RECORD EXTRACTS —

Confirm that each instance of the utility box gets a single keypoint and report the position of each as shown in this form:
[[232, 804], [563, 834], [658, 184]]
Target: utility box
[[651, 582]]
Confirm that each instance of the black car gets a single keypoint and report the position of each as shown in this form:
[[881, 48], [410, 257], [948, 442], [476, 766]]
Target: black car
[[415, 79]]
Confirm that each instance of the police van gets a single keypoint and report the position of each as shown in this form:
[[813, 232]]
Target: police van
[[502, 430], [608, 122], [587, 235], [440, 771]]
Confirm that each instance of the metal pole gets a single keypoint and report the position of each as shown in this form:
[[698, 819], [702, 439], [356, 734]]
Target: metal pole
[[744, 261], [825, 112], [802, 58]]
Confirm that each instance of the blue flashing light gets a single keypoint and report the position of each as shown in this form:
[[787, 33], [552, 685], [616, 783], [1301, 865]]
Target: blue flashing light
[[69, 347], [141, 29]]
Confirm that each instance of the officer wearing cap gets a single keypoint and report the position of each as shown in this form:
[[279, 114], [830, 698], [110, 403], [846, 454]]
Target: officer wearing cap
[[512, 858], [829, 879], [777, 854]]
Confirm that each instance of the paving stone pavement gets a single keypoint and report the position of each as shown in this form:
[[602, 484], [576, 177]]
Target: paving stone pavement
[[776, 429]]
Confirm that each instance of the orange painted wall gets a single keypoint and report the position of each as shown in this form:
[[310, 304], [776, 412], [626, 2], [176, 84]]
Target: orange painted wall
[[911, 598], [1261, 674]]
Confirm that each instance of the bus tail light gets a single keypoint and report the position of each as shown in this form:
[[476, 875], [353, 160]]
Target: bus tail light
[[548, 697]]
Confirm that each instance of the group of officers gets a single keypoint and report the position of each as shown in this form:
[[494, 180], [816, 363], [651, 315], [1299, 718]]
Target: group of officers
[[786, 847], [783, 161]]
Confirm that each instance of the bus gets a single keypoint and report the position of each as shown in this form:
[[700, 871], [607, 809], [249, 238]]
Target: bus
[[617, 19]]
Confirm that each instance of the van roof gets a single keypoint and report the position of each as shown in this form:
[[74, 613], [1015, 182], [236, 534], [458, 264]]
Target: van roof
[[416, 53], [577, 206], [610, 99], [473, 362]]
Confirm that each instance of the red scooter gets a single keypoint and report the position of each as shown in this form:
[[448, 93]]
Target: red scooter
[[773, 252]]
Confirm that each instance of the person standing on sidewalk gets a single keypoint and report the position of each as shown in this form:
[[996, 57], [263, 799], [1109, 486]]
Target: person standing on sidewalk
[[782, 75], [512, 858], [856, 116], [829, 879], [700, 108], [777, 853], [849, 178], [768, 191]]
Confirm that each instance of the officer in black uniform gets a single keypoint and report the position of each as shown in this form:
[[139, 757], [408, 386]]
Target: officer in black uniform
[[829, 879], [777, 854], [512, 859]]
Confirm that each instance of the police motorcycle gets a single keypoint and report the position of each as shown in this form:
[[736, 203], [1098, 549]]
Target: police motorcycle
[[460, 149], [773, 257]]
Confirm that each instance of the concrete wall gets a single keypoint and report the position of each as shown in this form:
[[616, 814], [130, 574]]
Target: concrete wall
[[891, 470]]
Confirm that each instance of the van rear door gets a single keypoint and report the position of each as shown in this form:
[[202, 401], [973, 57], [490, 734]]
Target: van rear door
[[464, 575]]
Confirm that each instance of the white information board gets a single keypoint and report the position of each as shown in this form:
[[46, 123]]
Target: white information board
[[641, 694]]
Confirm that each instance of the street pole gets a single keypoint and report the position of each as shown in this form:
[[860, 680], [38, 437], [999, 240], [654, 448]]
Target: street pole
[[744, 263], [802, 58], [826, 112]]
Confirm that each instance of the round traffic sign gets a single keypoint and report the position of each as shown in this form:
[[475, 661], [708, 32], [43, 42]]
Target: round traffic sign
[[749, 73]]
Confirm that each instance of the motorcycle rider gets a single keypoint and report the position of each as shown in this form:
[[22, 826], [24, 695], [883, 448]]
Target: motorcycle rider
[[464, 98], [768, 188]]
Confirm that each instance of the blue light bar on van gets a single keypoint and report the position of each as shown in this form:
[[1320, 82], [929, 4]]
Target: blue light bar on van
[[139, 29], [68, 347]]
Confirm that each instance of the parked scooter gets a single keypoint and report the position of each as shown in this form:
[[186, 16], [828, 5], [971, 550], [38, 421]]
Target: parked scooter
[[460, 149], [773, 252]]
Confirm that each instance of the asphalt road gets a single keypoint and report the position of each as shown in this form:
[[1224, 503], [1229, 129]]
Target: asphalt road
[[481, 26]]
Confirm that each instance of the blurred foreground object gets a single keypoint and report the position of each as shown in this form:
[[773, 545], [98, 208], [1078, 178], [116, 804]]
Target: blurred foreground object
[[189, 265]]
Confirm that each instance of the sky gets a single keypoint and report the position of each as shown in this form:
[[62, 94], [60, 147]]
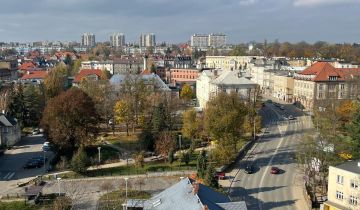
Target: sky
[[175, 21]]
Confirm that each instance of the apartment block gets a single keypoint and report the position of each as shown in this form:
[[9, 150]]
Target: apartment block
[[343, 187]]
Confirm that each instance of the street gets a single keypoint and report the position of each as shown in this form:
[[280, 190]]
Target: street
[[275, 148], [13, 161]]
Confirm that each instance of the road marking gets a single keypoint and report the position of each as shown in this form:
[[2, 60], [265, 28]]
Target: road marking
[[11, 175]]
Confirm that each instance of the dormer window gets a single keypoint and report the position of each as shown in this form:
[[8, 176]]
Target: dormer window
[[333, 78]]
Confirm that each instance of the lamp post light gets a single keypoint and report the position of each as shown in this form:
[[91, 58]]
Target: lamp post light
[[99, 148], [126, 179], [58, 179]]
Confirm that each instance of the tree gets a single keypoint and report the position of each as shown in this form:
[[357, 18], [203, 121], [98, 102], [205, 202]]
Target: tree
[[191, 124], [153, 68], [171, 157], [70, 120], [210, 178], [123, 114], [186, 92], [139, 159], [165, 143], [224, 118], [55, 81], [80, 161], [185, 158]]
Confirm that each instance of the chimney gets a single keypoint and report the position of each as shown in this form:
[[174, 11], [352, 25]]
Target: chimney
[[196, 187]]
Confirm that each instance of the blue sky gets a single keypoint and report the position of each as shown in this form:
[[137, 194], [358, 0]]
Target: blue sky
[[175, 20]]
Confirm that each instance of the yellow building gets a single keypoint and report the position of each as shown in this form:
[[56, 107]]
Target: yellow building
[[229, 62], [283, 87], [343, 187]]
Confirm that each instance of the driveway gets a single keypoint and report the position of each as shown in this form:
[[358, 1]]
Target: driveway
[[12, 162]]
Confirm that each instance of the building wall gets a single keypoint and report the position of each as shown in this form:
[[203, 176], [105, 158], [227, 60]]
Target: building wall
[[344, 187]]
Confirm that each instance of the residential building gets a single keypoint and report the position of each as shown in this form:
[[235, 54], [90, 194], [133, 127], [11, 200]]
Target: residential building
[[88, 40], [199, 41], [103, 65], [211, 82], [10, 130], [177, 76], [147, 40], [8, 70], [117, 40], [211, 40], [217, 40], [323, 82], [87, 74], [183, 62], [229, 62], [34, 77], [128, 65], [344, 186], [186, 194], [283, 86]]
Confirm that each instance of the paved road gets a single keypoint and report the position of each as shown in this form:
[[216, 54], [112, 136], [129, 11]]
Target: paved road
[[276, 147], [12, 162]]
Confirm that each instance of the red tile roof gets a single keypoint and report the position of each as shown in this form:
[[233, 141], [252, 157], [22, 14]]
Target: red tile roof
[[27, 65], [85, 72], [324, 70], [34, 75]]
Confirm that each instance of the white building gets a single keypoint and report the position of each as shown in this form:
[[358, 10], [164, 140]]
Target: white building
[[88, 40], [103, 65], [117, 40], [211, 82]]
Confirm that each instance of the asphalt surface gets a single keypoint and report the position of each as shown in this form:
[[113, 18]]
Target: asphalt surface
[[276, 147], [13, 161]]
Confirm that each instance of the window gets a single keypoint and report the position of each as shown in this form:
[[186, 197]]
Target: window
[[354, 184], [339, 195], [353, 200], [339, 179]]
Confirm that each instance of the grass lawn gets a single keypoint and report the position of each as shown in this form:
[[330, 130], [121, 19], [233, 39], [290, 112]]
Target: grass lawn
[[114, 200]]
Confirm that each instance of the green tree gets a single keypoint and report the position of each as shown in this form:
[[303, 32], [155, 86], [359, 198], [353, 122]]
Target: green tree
[[70, 120], [186, 92], [123, 114], [80, 161], [201, 164], [55, 81], [210, 178]]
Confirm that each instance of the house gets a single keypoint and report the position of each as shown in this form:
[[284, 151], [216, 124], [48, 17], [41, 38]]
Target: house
[[186, 194], [34, 77], [344, 186], [88, 74], [10, 130], [211, 82], [322, 81]]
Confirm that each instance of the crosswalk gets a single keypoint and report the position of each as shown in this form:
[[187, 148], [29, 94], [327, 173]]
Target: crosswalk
[[7, 175]]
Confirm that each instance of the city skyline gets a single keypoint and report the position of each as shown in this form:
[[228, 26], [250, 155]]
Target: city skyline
[[175, 22]]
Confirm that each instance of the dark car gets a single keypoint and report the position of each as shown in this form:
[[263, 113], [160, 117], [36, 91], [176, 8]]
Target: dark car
[[220, 175], [274, 170], [250, 169]]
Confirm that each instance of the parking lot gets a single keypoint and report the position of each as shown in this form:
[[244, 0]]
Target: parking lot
[[12, 162]]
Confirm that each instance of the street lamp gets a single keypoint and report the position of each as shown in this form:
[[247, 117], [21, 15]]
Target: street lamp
[[126, 179], [59, 184], [99, 148]]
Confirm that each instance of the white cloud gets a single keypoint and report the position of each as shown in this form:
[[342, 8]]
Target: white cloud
[[247, 2], [313, 3]]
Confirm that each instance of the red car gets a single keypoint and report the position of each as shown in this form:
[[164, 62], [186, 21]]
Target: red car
[[274, 170]]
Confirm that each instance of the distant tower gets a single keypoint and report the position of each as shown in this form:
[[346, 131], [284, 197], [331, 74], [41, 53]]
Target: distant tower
[[117, 40], [88, 40]]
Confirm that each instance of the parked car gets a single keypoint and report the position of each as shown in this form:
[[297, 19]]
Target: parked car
[[274, 170], [220, 175], [249, 169]]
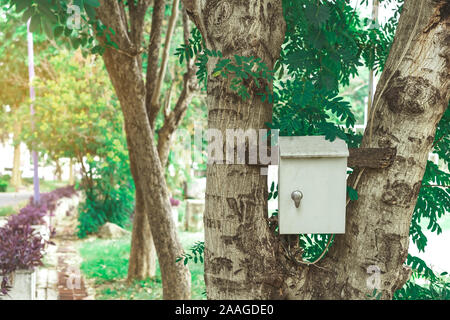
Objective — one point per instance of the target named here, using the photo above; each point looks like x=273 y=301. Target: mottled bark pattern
x=411 y=98
x=242 y=256
x=125 y=73
x=142 y=262
x=241 y=262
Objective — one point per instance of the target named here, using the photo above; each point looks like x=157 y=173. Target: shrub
x=4 y=182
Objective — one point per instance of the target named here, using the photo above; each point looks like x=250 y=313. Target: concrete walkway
x=9 y=199
x=436 y=253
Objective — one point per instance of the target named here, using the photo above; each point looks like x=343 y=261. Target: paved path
x=11 y=199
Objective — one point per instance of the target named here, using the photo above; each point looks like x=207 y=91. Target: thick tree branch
x=172 y=119
x=153 y=53
x=154 y=102
x=110 y=14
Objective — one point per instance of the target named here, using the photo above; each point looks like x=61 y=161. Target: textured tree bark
x=142 y=263
x=410 y=100
x=173 y=118
x=153 y=57
x=125 y=72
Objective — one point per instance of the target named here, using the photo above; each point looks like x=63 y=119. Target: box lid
x=312 y=147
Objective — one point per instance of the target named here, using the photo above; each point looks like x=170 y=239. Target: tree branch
x=153 y=54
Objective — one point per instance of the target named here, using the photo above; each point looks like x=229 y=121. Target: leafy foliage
x=108 y=185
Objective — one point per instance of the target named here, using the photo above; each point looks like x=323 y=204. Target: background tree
x=118 y=34
x=14 y=90
x=78 y=117
x=323 y=47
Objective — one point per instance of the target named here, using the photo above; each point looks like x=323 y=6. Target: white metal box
x=315 y=170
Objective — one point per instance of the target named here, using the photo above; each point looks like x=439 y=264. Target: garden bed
x=23 y=240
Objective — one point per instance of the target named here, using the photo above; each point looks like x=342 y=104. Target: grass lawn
x=44 y=185
x=106 y=263
x=10 y=210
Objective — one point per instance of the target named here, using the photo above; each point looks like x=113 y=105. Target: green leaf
x=92 y=3
x=35 y=24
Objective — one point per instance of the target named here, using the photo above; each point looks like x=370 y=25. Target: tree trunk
x=236 y=195
x=16 y=179
x=142 y=263
x=58 y=170
x=410 y=100
x=71 y=173
x=126 y=75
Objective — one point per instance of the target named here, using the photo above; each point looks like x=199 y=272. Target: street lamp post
x=32 y=97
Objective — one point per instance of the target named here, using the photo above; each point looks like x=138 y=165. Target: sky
x=385 y=10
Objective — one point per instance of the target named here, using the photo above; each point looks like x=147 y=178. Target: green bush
x=108 y=186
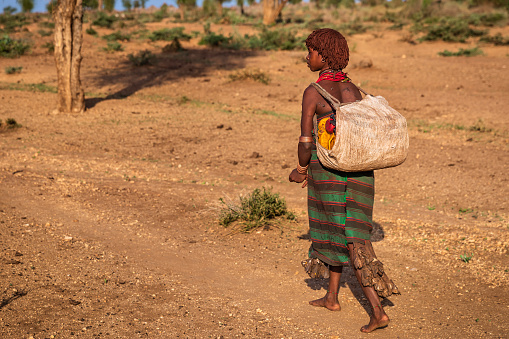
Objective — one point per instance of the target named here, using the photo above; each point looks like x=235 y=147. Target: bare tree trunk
x=68 y=17
x=271 y=10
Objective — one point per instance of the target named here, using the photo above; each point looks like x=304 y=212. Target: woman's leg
x=330 y=301
x=378 y=317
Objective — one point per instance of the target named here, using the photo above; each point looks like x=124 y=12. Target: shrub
x=462 y=52
x=450 y=30
x=214 y=40
x=284 y=39
x=11 y=123
x=113 y=47
x=91 y=31
x=246 y=74
x=169 y=34
x=487 y=19
x=255 y=210
x=50 y=46
x=104 y=20
x=13 y=69
x=10 y=48
x=496 y=39
x=142 y=58
x=43 y=32
x=12 y=23
x=117 y=36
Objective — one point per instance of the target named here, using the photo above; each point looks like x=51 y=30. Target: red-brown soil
x=109 y=218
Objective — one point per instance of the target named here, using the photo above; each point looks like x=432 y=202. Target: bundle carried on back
x=370 y=135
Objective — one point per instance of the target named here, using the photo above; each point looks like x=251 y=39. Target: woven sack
x=370 y=135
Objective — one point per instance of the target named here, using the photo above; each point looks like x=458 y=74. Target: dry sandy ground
x=109 y=218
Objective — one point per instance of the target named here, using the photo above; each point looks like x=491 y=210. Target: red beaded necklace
x=333 y=75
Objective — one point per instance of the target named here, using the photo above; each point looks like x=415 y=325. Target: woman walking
x=339 y=203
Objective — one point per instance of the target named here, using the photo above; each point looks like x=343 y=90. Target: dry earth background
x=109 y=218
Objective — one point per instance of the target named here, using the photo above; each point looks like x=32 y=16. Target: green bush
x=267 y=39
x=487 y=19
x=117 y=36
x=246 y=74
x=496 y=39
x=450 y=30
x=50 y=46
x=169 y=34
x=91 y=31
x=12 y=23
x=255 y=210
x=104 y=20
x=462 y=52
x=13 y=69
x=11 y=123
x=215 y=40
x=11 y=48
x=114 y=46
x=142 y=58
x=43 y=32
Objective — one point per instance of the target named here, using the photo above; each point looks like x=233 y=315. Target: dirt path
x=109 y=218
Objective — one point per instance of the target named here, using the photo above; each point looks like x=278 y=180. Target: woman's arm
x=306 y=126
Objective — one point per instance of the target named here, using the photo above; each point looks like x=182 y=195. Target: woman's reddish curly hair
x=331 y=45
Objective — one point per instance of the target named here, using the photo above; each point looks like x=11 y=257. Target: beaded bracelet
x=305 y=139
x=302 y=170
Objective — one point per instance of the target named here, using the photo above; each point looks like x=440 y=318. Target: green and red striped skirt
x=340 y=207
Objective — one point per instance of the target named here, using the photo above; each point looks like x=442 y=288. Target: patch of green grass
x=104 y=20
x=12 y=48
x=466 y=258
x=254 y=211
x=479 y=126
x=91 y=31
x=142 y=58
x=497 y=39
x=113 y=47
x=10 y=124
x=50 y=46
x=463 y=52
x=117 y=36
x=169 y=34
x=449 y=29
x=247 y=74
x=43 y=32
x=13 y=69
x=43 y=88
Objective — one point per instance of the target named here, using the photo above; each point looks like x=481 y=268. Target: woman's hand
x=297 y=177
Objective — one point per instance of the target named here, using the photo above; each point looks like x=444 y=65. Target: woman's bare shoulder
x=349 y=92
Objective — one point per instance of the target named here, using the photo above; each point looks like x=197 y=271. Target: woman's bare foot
x=330 y=302
x=378 y=320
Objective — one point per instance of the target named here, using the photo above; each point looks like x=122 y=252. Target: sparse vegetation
x=91 y=31
x=250 y=74
x=466 y=258
x=13 y=69
x=449 y=29
x=11 y=48
x=497 y=39
x=142 y=58
x=254 y=210
x=117 y=36
x=9 y=124
x=462 y=52
x=104 y=20
x=113 y=47
x=169 y=34
x=50 y=46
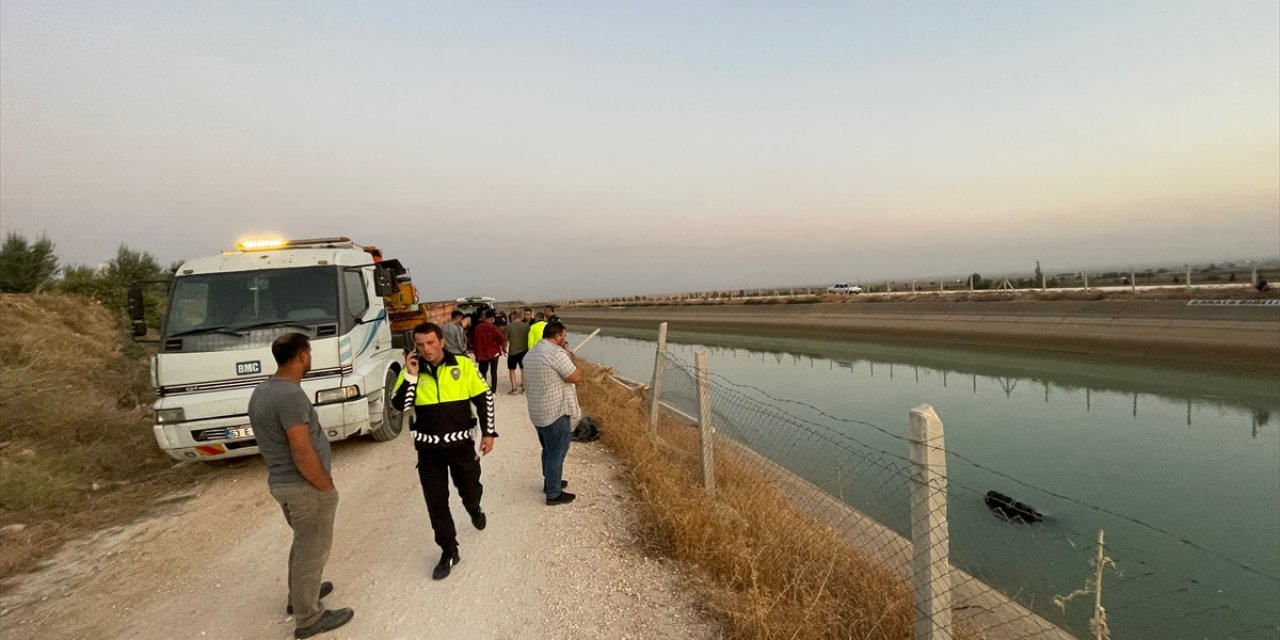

EXERCISE REQUIREMENTS —
Put the lines from the one containing "Confirm that each instance of the street pole" up to and including the one containing "[[481, 26]]" into a Markdown table with two columns, Row and Line, giving each line its own numbered row and omitting any blank lines.

PROBLEM SOLUTION —
| Row | Line |
|---|---|
| 1 | Confirm that each instance of the street pole gets a single keypoint and report the position of each as shown in this form: |
| 2 | [[860, 680], [38, 437], [999, 240], [654, 448]] |
| 3 | Target: street pole |
| 4 | [[744, 263], [802, 58], [826, 112]] |
| 5 | Confirm that each instance of the round traffic sign gets a single keypoint and report the position of each as shown in this form: |
| 6 | [[475, 661], [708, 32], [43, 42]] |
| 7 | Target: round traffic sign |
| 8 | [[749, 73]] |
| 9 | Confirm that each instance of the motorcycle rider gets a single keypoint and report the position of each as shown in this form: |
| 10 | [[22, 826], [24, 695], [883, 448]] |
| 11 | Target: motorcycle rider |
| 12 | [[464, 98], [768, 188]] |
| 13 | Confirm that each instance of the blue light bar on van gets a single keypoint and report the position of each as shown in this form: |
| 14 | [[1320, 82], [929, 4]] |
| 15 | Target: blue light bar on van |
| 16 | [[139, 29], [68, 347]] |
| 17 | Confirm that each instance of the parked scooter gets a single keypoint and report the position of each as shown in this form: |
| 18 | [[186, 16], [828, 5], [971, 550], [38, 421]] |
| 19 | Target: parked scooter |
| 20 | [[460, 149], [773, 252]] |
| 21 | Confirm that each instance of the asphalt road gets a single keypoint and report the position of each as shown in this form: |
| 22 | [[1224, 503], [1229, 129]] |
| 23 | Target: asphalt road |
| 24 | [[481, 26]] |